• **TASK BRIEF**:
Count how many lines in the listing below contain the word "field". Reply with the number alone.
★ ★ ★
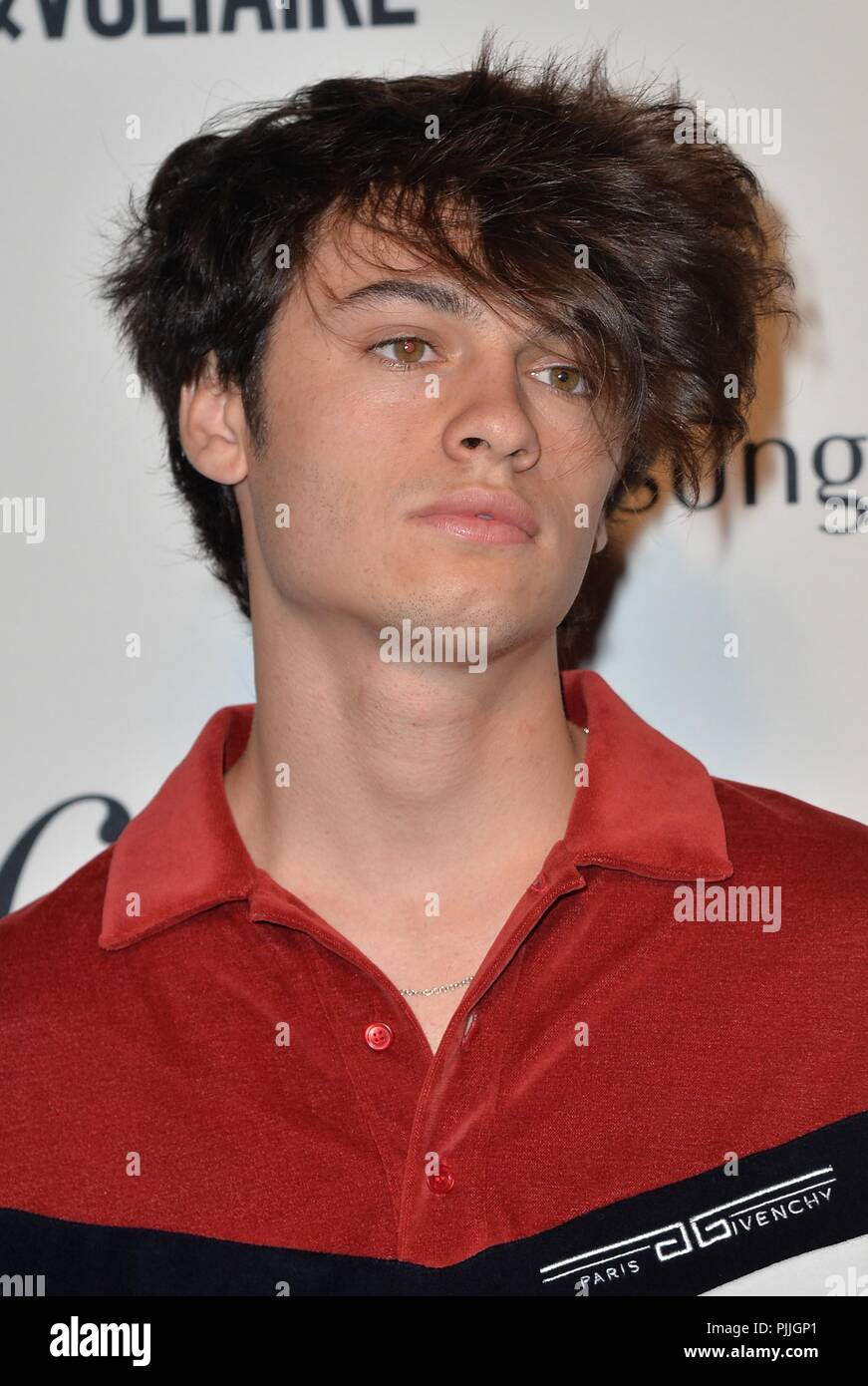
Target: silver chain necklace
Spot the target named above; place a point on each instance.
(434, 991)
(450, 985)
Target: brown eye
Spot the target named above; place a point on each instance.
(408, 349)
(568, 380)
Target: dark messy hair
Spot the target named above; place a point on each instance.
(679, 263)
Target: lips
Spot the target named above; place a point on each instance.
(500, 516)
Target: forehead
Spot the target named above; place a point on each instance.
(355, 265)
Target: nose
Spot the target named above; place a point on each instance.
(493, 420)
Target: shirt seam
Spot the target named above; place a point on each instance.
(360, 1095)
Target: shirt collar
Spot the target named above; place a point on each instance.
(650, 809)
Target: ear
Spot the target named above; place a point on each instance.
(212, 427)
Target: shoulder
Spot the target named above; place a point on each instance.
(50, 937)
(824, 856)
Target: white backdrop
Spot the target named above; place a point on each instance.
(79, 717)
(82, 718)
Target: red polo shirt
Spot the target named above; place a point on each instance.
(209, 1090)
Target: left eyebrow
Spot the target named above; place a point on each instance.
(439, 297)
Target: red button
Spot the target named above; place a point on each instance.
(378, 1036)
(443, 1181)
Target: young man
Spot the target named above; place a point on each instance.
(436, 969)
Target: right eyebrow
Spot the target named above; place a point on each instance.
(440, 297)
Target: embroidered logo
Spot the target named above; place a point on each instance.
(739, 1217)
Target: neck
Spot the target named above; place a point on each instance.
(420, 775)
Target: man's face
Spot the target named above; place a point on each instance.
(365, 436)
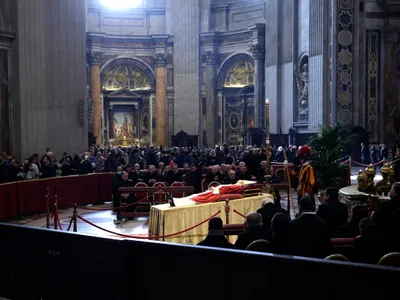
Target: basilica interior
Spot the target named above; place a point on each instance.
(181, 94)
(145, 73)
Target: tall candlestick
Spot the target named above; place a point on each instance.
(268, 149)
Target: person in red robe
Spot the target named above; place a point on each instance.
(214, 194)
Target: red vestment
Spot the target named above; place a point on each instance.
(232, 191)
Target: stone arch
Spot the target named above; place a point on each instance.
(228, 63)
(136, 63)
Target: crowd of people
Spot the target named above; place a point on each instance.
(309, 234)
(271, 229)
(99, 160)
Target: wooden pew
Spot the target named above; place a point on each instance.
(155, 191)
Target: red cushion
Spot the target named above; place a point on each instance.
(230, 197)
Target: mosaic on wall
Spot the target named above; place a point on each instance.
(344, 66)
(125, 77)
(373, 66)
(240, 75)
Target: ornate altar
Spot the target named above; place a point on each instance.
(127, 98)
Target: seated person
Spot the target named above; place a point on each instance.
(393, 237)
(333, 212)
(279, 244)
(254, 231)
(152, 176)
(215, 237)
(309, 235)
(352, 228)
(231, 177)
(214, 175)
(214, 194)
(243, 173)
(260, 173)
(268, 210)
(125, 197)
(369, 246)
(174, 175)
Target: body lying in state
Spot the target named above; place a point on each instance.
(214, 194)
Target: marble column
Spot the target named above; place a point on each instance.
(152, 119)
(391, 111)
(110, 128)
(96, 97)
(258, 52)
(210, 58)
(161, 99)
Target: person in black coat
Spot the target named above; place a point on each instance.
(48, 168)
(116, 182)
(254, 231)
(393, 237)
(5, 169)
(215, 237)
(333, 212)
(280, 226)
(352, 228)
(269, 209)
(309, 235)
(370, 246)
(231, 177)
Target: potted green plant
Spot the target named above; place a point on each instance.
(328, 148)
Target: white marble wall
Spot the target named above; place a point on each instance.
(286, 97)
(147, 19)
(315, 93)
(304, 25)
(49, 65)
(186, 64)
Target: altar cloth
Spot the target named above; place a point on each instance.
(165, 219)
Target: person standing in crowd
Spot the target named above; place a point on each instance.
(306, 176)
(254, 230)
(48, 168)
(352, 228)
(333, 212)
(215, 237)
(309, 235)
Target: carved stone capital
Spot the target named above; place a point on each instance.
(160, 59)
(210, 57)
(258, 51)
(94, 58)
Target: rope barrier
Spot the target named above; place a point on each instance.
(70, 224)
(150, 237)
(240, 214)
(58, 219)
(105, 209)
(363, 165)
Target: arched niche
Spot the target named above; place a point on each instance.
(235, 87)
(128, 86)
(127, 73)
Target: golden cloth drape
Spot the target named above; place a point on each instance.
(165, 220)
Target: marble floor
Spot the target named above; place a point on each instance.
(104, 219)
(137, 226)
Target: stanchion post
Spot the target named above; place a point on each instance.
(227, 210)
(55, 213)
(75, 217)
(48, 208)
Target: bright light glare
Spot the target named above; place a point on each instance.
(120, 4)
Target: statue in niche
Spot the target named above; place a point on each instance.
(301, 74)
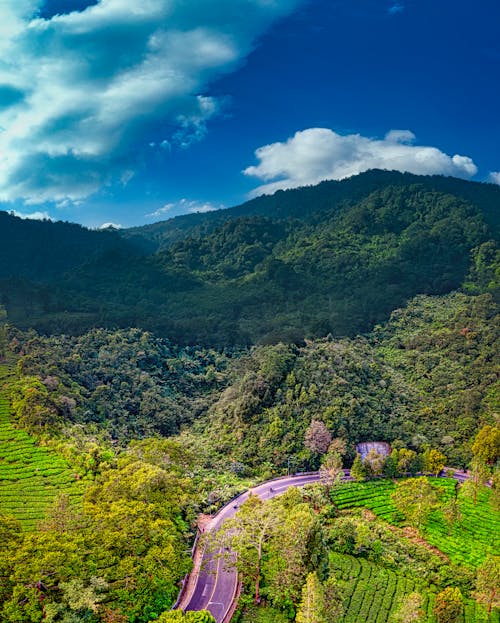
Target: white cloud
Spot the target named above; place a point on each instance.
(494, 177)
(35, 216)
(185, 206)
(83, 94)
(110, 225)
(318, 154)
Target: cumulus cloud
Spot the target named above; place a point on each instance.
(183, 206)
(35, 216)
(84, 93)
(318, 154)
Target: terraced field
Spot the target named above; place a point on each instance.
(373, 593)
(469, 540)
(31, 476)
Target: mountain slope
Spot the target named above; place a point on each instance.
(326, 259)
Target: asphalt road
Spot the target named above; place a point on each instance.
(216, 584)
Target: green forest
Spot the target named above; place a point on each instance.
(148, 376)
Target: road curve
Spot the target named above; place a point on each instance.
(216, 586)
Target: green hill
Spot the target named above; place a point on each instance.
(335, 258)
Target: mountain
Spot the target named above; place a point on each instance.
(335, 258)
(301, 203)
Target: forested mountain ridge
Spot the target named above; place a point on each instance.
(301, 203)
(336, 258)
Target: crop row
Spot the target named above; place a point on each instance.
(30, 476)
(373, 594)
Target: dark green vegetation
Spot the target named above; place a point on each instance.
(426, 377)
(115, 558)
(366, 556)
(137, 435)
(335, 258)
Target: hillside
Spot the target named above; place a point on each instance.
(336, 258)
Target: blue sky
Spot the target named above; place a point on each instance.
(125, 112)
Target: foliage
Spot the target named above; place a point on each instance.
(486, 445)
(410, 609)
(448, 606)
(488, 583)
(336, 258)
(313, 607)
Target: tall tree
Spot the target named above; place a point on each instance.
(448, 605)
(486, 446)
(478, 476)
(415, 498)
(330, 471)
(247, 533)
(318, 437)
(313, 608)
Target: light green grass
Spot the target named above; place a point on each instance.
(469, 541)
(31, 476)
(373, 593)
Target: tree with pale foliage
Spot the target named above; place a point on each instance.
(313, 607)
(488, 583)
(486, 446)
(448, 605)
(477, 479)
(409, 610)
(247, 533)
(452, 513)
(318, 437)
(330, 472)
(415, 498)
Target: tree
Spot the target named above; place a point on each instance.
(313, 607)
(409, 610)
(495, 490)
(374, 462)
(330, 471)
(478, 476)
(415, 498)
(178, 616)
(358, 470)
(247, 533)
(334, 599)
(486, 446)
(318, 437)
(433, 461)
(296, 547)
(3, 332)
(448, 605)
(488, 583)
(407, 461)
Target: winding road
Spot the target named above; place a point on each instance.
(214, 587)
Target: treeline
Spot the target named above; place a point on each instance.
(337, 258)
(118, 557)
(427, 377)
(123, 385)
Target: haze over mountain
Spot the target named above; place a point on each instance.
(335, 258)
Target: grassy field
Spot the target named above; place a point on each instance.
(468, 542)
(31, 476)
(372, 593)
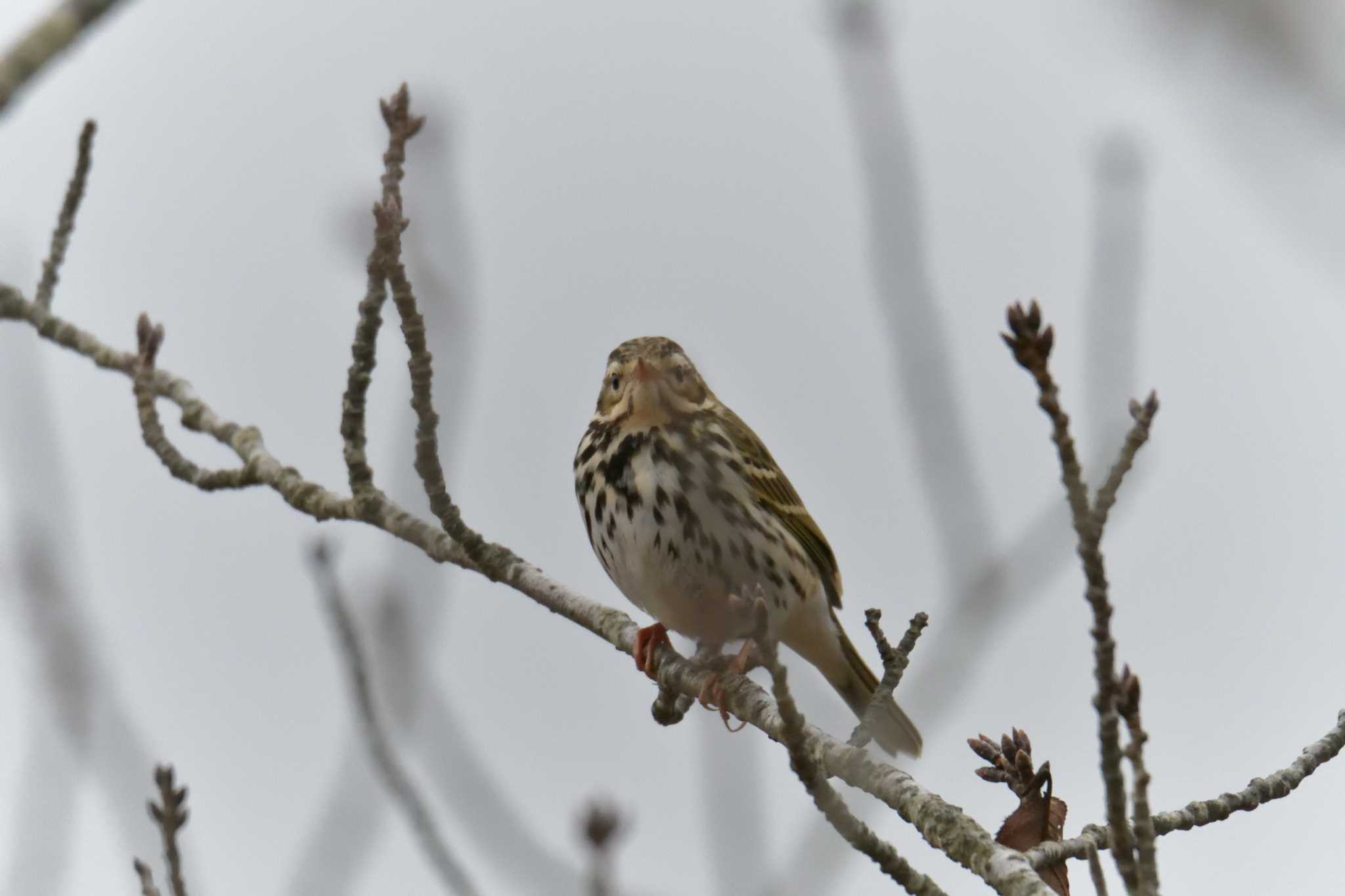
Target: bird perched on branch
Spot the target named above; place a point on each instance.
(692, 519)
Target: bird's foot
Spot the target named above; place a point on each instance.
(648, 641)
(712, 692)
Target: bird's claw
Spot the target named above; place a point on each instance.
(648, 641)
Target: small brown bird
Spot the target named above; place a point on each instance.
(686, 509)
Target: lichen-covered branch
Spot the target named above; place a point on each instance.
(1146, 849)
(49, 37)
(1207, 812)
(943, 825)
(395, 775)
(1030, 347)
(806, 766)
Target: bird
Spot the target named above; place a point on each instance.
(692, 517)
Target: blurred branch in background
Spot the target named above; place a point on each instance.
(1111, 349)
(78, 720)
(413, 598)
(49, 37)
(602, 825)
(170, 816)
(986, 586)
(386, 761)
(942, 825)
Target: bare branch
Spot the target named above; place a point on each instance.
(808, 770)
(1095, 871)
(1146, 848)
(150, 337)
(66, 221)
(1030, 347)
(385, 758)
(147, 879)
(401, 128)
(893, 666)
(51, 35)
(940, 824)
(602, 824)
(1106, 498)
(170, 813)
(1206, 812)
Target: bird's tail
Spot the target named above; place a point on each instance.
(856, 684)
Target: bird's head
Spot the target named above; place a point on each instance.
(651, 381)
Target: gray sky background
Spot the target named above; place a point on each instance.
(603, 169)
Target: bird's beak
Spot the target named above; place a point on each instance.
(645, 372)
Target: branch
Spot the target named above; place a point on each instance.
(171, 817)
(45, 41)
(808, 770)
(942, 825)
(600, 826)
(893, 666)
(147, 878)
(1095, 871)
(1030, 347)
(66, 219)
(1145, 837)
(380, 747)
(1206, 812)
(150, 337)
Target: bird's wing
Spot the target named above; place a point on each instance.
(776, 496)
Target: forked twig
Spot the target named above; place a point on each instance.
(894, 662)
(170, 815)
(1030, 347)
(808, 770)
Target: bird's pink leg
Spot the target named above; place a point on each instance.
(712, 692)
(648, 641)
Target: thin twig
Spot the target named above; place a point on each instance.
(808, 770)
(1146, 848)
(387, 237)
(400, 129)
(170, 815)
(66, 219)
(150, 339)
(1095, 871)
(940, 824)
(893, 666)
(1207, 812)
(45, 41)
(602, 824)
(385, 758)
(1030, 347)
(944, 825)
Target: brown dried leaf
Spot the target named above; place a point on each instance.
(1025, 826)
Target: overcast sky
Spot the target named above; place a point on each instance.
(1168, 177)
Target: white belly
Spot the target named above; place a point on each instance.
(681, 554)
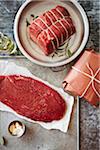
★ ★ ★
• **ANSWER TO THE EXERCISE**:
2